§ Directions:
In the entries below, find every line with "Target" and copy it.
━━━ Records supplied ━━━
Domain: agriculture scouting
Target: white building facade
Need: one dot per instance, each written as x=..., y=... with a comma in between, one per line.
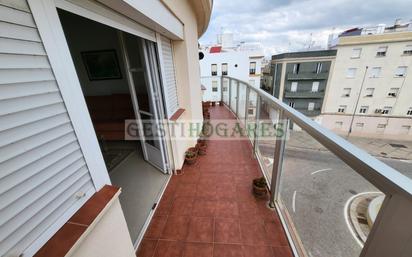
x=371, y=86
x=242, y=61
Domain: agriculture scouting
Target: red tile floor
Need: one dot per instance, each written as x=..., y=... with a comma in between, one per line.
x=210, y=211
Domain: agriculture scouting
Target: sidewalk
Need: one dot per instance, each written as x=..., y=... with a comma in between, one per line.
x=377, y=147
━━━
━━━ Records supplied ━━━
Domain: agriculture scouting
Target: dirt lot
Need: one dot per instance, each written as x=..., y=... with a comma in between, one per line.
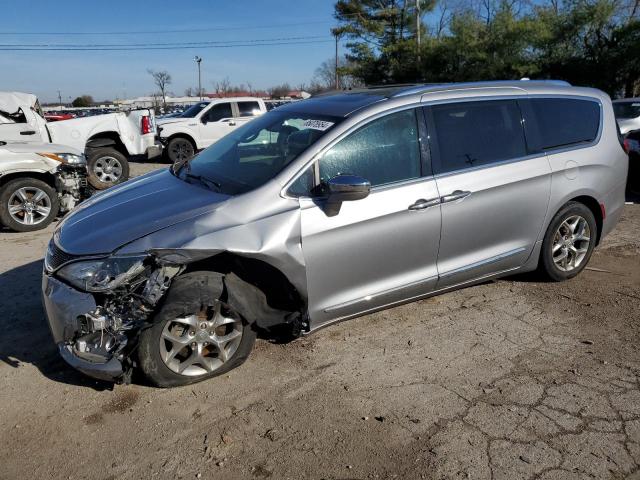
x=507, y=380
━━━
━━━ Records supplied ━━━
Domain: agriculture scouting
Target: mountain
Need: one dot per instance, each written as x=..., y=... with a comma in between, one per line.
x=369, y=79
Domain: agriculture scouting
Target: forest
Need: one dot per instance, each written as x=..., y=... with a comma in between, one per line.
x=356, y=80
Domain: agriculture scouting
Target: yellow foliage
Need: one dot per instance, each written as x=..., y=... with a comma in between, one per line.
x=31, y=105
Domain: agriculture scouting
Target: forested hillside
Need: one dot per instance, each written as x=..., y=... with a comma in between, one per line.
━━━
§ Result for this exercise:
Target: white building facade
Target: red tile floor
Target: sidewalk
Target: dirt lot
Target: mountain
Target: forest
Target: yellow foliage
Target: forested hillside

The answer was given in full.